* [Stored data entries]
Segment Open
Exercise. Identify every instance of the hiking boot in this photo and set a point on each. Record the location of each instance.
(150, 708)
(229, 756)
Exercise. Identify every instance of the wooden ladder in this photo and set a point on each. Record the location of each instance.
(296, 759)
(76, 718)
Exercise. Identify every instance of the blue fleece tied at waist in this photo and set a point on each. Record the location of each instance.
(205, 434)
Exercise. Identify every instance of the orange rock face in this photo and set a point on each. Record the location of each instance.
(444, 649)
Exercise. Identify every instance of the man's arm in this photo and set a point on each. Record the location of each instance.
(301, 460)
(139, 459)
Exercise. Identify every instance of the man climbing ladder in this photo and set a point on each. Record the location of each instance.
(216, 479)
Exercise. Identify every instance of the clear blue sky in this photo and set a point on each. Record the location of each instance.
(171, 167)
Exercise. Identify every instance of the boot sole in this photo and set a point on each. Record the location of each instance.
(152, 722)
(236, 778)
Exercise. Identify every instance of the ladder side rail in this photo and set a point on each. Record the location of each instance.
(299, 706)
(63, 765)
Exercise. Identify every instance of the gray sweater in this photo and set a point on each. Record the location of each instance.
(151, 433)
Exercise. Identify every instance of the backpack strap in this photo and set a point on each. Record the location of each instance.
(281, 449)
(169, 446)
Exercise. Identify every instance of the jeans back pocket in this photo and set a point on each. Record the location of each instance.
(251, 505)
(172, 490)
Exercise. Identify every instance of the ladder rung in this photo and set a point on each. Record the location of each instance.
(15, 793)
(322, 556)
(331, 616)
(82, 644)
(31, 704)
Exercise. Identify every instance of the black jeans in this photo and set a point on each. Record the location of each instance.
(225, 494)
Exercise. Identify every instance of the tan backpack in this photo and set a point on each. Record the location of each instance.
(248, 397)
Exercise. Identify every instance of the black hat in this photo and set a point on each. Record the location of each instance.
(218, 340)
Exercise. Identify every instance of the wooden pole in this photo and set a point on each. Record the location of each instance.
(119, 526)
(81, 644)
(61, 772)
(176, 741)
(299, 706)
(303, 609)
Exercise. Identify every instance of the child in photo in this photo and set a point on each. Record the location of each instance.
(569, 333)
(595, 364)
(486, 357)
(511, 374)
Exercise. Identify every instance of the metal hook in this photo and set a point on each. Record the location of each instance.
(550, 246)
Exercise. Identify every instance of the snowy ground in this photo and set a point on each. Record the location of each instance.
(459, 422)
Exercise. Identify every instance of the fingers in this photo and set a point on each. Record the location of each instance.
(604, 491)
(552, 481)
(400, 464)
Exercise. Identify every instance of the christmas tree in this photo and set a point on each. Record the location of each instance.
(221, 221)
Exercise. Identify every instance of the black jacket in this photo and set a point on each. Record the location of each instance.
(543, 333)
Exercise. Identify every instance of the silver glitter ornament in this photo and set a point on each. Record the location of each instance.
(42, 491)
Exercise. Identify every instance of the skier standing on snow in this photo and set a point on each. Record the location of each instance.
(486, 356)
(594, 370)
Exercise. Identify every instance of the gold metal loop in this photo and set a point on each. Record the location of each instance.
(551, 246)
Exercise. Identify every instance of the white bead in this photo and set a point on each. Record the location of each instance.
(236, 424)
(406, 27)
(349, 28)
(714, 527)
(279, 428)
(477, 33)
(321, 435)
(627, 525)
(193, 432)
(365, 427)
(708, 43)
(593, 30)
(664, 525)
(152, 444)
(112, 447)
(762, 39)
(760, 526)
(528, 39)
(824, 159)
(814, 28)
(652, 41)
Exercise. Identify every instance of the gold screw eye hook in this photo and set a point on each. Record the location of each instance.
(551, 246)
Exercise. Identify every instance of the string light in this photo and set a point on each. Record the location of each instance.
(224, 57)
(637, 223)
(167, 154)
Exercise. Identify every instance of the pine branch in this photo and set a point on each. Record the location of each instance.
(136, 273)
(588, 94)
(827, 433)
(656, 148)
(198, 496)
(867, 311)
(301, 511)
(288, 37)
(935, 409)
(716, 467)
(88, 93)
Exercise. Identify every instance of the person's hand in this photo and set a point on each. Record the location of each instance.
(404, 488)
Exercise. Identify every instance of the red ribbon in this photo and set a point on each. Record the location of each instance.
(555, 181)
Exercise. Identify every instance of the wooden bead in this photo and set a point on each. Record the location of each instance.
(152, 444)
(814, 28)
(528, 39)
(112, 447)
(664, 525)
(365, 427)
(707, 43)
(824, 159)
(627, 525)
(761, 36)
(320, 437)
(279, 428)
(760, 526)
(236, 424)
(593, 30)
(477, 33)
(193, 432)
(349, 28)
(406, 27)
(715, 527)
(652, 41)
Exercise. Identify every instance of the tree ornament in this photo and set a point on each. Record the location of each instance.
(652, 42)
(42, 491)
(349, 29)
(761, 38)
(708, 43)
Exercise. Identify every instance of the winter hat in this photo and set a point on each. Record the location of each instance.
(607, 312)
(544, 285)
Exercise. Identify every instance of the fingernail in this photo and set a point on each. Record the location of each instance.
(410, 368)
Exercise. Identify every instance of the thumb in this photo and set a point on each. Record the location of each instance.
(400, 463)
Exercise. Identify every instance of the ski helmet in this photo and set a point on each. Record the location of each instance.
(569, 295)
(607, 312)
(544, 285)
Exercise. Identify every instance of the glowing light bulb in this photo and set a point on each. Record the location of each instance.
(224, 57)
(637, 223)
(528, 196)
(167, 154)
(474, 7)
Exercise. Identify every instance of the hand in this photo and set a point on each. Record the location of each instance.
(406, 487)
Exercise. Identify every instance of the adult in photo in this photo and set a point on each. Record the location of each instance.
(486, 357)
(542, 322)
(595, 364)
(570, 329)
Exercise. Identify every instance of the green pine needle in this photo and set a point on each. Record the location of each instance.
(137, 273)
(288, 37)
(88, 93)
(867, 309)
Segment Closed
* [WORK REQUEST]
Could you please reproduce each record exactly, leaving nothing out?

* [WRITTEN ANSWER]
Exercise. Identify every instance of the hiking boot in this photo and set a point on each. Record the location of each instance.
(150, 708)
(229, 756)
Exercise. Identify every instance of the wooden ladder in this photo and set a point on each. Record the location of each instance.
(296, 759)
(76, 718)
Exercise. Identify every instance of the blue fleece tied at waist in this photo and set a point on each. Record the location of each instance.
(205, 434)
Exercise. Identify every instance of the orange rock face in this photo and set a point on each. Record the location of each instance.
(444, 649)
Exercise. Identify every instance of the man's arm in this photo and set a point on each. Record the location of each instance.
(301, 460)
(139, 459)
Exercise. Identify every instance of the man climbing ladder in this photo and set a point on each. Record the location of each instance.
(216, 479)
Exercise. Identify every instance of the clear blue sky in this photo and set a point on each. Record the location of each instance.
(171, 167)
Exercise. Identify every instance of the boot sole in this photo and set a point on each. Record the location of each instance.
(152, 722)
(236, 778)
Exercise. Identify every instance of the ladder side rail in this photo and set a point on each. Record the location of each instance.
(299, 706)
(63, 765)
Exercise. Identify every instance of the gray sweater in this photo and set a point on each. Record the location of each instance.
(151, 433)
Exercise. Identify every instance of the backpack strap in this photo and set a point on each. Record the location of each instance.
(281, 449)
(169, 446)
Exercise. Identify every instance of the jeans back pocket in this photo and set a point on each. Record the location of each instance.
(251, 505)
(172, 490)
Exercise. Identify every instance of the ladder rung in this photo and set a point on each. Record the location of each instance.
(15, 793)
(322, 556)
(331, 616)
(82, 644)
(31, 704)
Exercise. Identify every instance of the black jeans in this photo and set a point on each. Record the location of each instance.
(225, 494)
Exercise. Identify every instance of the tan backpack in this photo and set a point on each. Record the location of each instance.
(248, 397)
Exercise. Identify every instance of the black hat in this photo and set a point on each. Record the location of each instance.
(218, 340)
Exercise. Identify every instance of the wooden pole in this photo and set a point on each. Record the location of each instance.
(119, 526)
(81, 644)
(61, 772)
(176, 741)
(299, 706)
(303, 609)
Exercise. Identify every instance of the child in photo in this photo and set a point on each. Record the location of each instance.
(569, 333)
(595, 364)
(486, 357)
(511, 374)
Exercise. Identify every instance of the metal hook in this photo and set a point on each. Record the location of each instance.
(550, 246)
Exercise. Identify every instance of the snowy ground in this photo and set a point on each. Record the location of each instance.
(459, 422)
Exercise. Identify every instance of the fingers in this photo and set a point on each. Record the location of each instance.
(604, 491)
(552, 481)
(400, 464)
Exercise. Identify every instance of the christmas tree in this photo and set a point on each. Record the location of each instance.
(221, 221)
Exercise. Identify every instance of the black jacket in this photo and set a point on each. Record the location of each instance.
(543, 333)
Exercise. Identify every instance of the silver glitter ornament in this photo and set a point on each. Record the location of each instance.
(42, 491)
Exercise. Identify every instance of the skier standing on snow in this photo and set a point on each. Record the location of each instance.
(486, 356)
(594, 370)
Exercise. Identify every instance of the gold metal loop in this photo and set a point on each. Record the location of each instance.
(551, 246)
Exercise. Identify every instance of the white bead in this photo and set a point on each. Record the location of each instance.
(236, 424)
(406, 27)
(349, 28)
(714, 527)
(279, 428)
(477, 33)
(321, 435)
(627, 525)
(193, 432)
(365, 427)
(708, 43)
(593, 30)
(664, 525)
(152, 444)
(112, 447)
(762, 39)
(760, 526)
(528, 39)
(824, 159)
(814, 28)
(652, 41)
Exercise. Identify every instance of the gold screw eye hook in this photo and set a point on each. Record the location of each instance.
(551, 246)
Exercise. Identify every instance of the string light in this photo and set a point on each. Record the location of each instance.
(224, 57)
(637, 223)
(167, 154)
Exercise. Identify every instance of the pine branch in this photo and set a point on each. Record the location of each instance.
(136, 273)
(588, 94)
(827, 433)
(656, 148)
(198, 496)
(867, 311)
(301, 511)
(288, 37)
(935, 409)
(716, 467)
(88, 93)
Exercise. Identify every instance of the person's hand in this photo and set a point on each. Record the location of each instance.
(404, 488)
Exercise. Identify every instance of the red ribbon in this photo and set a point on each. Record the location of each instance.
(555, 181)
Exercise. Identify every instance of the wooden bead in this photo and set a point on each. Record the location of each instance.
(152, 444)
(814, 28)
(528, 39)
(112, 447)
(664, 525)
(365, 427)
(707, 43)
(824, 159)
(627, 525)
(761, 36)
(320, 437)
(279, 428)
(760, 526)
(236, 424)
(593, 30)
(477, 33)
(193, 432)
(349, 28)
(406, 27)
(715, 527)
(652, 41)
Exercise. Identify every instance of the tree ornament in this photo and set a point on each. Record the location of each instance.
(652, 42)
(42, 491)
(349, 29)
(761, 38)
(708, 43)
Exercise. Identify every instance of the winter hat in this photo and set a point on each. Record the location of each instance.
(607, 312)
(544, 285)
Exercise. Identify every instance of the fingernail in this photo and set a point on each. Record the location of each instance.
(410, 368)
Exercise. Identify every instance of the thumb in this photo and set a point on each. Record the location of each instance.
(400, 463)
Exercise. Identify every instance of the ski helmet in this photo and set a point on each. Record the location of each instance.
(569, 295)
(607, 312)
(544, 285)
Exercise. Identify every instance of the glowing light bulb in this photo and set a point on each. Record the location of each instance.
(224, 57)
(637, 223)
(528, 196)
(167, 154)
(474, 7)
Exercise. Identify every instance of the hand in this photo and set a point on each. Record the location of each instance.
(406, 487)
Exercise. Identify every instance of the adult in photo in this photo and set a point on each. Record the location of each instance.
(486, 357)
(542, 322)
(595, 364)
(570, 329)
Exercise. Identify every instance of the green pine needle in this photo and set a point on each. Record the location of each instance.
(137, 273)
(288, 37)
(88, 93)
(867, 309)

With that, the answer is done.